(Collection entries)
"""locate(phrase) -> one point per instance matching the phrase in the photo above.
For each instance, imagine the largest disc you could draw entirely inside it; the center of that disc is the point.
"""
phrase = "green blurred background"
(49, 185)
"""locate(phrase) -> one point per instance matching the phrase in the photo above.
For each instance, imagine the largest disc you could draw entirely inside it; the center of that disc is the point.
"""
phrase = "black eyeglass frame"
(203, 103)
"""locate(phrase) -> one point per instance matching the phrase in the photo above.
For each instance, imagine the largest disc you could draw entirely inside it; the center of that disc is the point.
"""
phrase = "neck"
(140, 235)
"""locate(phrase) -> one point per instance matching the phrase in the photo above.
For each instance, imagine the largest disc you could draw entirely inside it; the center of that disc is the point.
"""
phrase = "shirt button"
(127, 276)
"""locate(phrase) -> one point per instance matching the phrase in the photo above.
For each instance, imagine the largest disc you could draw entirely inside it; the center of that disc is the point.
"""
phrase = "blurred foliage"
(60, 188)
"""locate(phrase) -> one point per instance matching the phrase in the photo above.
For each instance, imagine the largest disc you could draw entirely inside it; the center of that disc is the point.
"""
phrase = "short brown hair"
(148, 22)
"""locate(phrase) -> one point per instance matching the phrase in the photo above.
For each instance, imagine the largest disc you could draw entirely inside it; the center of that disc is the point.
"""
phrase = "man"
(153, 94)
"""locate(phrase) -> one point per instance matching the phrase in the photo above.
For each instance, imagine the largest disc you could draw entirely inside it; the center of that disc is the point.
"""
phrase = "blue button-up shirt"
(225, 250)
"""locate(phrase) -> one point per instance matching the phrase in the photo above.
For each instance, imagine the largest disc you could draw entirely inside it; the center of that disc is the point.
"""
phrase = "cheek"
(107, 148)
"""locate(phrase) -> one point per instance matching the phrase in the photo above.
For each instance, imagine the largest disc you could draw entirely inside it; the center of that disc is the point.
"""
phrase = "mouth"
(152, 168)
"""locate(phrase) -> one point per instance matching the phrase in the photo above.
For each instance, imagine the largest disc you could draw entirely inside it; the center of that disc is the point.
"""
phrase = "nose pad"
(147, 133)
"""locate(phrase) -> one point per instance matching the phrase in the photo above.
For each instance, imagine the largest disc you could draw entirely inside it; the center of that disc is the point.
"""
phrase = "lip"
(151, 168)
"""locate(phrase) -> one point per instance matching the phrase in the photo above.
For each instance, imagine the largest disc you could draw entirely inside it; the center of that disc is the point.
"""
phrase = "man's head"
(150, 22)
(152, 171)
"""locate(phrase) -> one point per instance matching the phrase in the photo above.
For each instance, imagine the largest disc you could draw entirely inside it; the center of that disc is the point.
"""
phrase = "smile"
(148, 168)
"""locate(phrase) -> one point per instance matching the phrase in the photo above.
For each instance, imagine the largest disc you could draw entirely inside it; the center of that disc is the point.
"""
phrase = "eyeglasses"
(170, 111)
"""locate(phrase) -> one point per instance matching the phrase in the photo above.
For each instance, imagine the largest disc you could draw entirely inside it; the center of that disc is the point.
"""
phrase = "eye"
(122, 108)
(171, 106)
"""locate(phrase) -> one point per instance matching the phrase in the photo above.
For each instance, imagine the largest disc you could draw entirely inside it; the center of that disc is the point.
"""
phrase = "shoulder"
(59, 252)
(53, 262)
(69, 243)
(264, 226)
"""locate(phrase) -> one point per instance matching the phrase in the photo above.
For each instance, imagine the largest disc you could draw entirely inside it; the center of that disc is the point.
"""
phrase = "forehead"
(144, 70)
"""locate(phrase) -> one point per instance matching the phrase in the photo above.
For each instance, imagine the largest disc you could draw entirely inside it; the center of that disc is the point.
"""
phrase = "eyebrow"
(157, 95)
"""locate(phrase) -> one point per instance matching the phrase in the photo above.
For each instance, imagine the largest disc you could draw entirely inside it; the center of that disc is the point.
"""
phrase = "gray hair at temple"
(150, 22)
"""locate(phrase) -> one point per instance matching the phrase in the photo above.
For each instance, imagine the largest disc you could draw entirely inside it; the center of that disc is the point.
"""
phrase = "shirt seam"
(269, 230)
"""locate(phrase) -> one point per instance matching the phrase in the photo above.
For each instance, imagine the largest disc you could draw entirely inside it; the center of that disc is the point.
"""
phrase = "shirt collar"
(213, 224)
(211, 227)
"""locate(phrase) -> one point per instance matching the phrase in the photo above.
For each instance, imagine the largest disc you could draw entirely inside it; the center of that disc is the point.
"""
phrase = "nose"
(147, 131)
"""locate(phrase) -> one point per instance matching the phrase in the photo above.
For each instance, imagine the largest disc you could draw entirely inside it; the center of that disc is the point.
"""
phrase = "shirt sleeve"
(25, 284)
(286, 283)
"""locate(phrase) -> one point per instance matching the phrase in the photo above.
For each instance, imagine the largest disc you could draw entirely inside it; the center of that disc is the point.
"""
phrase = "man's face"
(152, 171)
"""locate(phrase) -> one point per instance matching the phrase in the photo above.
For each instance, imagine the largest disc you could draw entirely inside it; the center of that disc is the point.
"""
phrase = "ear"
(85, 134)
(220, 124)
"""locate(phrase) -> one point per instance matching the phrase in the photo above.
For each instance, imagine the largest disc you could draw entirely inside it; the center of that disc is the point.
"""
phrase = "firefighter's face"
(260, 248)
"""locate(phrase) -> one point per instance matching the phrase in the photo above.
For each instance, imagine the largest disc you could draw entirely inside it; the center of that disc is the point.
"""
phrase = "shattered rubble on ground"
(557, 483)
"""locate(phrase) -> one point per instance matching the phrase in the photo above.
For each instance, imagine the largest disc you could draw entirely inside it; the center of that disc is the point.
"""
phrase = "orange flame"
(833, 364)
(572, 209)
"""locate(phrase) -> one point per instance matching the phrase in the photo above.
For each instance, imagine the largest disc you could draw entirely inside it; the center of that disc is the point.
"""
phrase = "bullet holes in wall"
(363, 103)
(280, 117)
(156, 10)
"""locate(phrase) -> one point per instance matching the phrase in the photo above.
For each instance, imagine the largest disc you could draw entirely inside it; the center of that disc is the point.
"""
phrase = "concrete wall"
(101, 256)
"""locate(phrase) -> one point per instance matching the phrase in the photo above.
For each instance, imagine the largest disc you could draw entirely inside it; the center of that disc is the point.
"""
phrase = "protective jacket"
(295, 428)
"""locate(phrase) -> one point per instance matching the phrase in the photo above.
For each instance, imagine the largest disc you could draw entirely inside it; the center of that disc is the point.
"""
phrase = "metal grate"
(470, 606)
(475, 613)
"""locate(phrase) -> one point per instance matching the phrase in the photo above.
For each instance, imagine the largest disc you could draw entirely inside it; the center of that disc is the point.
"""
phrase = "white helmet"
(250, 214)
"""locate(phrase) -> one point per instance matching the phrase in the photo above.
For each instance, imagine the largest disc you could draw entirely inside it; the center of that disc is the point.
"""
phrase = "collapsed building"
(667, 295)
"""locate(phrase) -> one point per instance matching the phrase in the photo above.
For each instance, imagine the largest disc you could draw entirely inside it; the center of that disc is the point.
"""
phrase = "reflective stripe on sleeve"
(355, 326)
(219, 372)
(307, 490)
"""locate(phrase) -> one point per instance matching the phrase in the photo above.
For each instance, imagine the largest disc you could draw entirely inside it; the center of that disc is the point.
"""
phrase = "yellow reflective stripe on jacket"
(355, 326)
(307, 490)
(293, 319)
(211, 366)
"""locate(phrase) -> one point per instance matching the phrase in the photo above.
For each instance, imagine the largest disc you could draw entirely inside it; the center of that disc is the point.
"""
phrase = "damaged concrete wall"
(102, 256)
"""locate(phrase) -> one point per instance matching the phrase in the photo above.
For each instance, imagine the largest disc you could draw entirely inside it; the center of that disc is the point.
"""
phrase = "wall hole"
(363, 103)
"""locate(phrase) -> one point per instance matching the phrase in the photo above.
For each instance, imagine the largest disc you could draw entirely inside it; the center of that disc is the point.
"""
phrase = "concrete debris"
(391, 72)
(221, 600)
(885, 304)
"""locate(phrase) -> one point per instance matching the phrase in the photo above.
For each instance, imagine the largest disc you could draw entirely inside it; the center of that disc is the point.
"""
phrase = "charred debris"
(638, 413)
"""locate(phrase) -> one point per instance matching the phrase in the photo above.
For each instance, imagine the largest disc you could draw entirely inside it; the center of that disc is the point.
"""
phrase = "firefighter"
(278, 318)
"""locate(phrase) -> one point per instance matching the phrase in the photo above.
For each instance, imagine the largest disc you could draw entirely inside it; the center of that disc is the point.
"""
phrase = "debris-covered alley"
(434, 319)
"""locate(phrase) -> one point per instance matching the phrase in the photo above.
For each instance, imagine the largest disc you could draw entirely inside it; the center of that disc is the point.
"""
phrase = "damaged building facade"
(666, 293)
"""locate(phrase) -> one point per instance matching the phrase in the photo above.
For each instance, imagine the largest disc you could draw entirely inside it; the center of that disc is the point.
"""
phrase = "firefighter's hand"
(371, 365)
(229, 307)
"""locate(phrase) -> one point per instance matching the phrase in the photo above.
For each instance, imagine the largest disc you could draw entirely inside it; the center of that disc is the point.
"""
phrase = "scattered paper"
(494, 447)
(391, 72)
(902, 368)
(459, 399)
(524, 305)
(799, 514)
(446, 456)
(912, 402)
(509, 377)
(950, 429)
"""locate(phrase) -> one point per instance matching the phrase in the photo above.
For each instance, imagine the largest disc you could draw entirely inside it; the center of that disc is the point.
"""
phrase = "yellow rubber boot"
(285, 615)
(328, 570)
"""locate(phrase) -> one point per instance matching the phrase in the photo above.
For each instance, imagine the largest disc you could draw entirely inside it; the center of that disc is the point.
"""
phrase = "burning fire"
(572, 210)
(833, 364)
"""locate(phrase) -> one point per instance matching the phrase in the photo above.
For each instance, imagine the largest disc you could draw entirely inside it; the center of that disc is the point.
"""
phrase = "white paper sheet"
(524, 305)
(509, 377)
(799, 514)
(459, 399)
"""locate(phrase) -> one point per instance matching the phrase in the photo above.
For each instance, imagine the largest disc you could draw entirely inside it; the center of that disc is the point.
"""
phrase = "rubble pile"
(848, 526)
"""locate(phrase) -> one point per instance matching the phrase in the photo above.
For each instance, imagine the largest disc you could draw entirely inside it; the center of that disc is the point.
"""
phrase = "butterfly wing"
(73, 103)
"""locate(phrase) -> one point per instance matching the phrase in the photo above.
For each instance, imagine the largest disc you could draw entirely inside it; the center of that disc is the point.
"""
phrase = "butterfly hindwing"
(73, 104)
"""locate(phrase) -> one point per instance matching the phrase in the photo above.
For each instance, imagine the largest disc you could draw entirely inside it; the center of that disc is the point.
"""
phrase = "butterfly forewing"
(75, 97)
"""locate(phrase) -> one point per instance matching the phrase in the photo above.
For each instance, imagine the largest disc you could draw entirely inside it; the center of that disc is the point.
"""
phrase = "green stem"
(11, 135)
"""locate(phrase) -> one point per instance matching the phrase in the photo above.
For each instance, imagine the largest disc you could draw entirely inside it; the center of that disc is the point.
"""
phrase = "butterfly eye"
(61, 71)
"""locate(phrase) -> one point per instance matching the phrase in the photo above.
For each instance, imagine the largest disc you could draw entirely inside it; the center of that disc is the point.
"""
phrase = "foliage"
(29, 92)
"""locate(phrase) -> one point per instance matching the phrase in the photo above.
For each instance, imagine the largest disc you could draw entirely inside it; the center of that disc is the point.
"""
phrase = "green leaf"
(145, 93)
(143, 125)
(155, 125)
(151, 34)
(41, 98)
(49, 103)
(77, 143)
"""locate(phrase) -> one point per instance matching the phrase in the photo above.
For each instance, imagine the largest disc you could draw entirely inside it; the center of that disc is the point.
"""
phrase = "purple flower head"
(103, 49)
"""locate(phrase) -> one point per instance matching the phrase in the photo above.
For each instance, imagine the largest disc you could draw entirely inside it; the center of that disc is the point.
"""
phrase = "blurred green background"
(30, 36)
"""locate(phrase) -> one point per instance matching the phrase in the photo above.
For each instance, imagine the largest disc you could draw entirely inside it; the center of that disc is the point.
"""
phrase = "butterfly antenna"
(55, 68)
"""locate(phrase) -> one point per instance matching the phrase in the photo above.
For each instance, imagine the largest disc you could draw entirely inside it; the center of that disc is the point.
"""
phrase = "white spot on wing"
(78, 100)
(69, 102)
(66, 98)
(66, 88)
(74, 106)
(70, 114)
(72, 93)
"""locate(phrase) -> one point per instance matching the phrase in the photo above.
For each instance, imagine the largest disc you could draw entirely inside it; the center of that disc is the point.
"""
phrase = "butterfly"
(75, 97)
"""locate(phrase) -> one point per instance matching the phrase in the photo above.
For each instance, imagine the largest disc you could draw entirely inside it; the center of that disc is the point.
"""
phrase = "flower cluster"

● **DIRECTIONS FOR THIS TASK**
Tally how many lines of the data above contain the string "blurred". Reply with the number alone.

● **THE REPLY**
3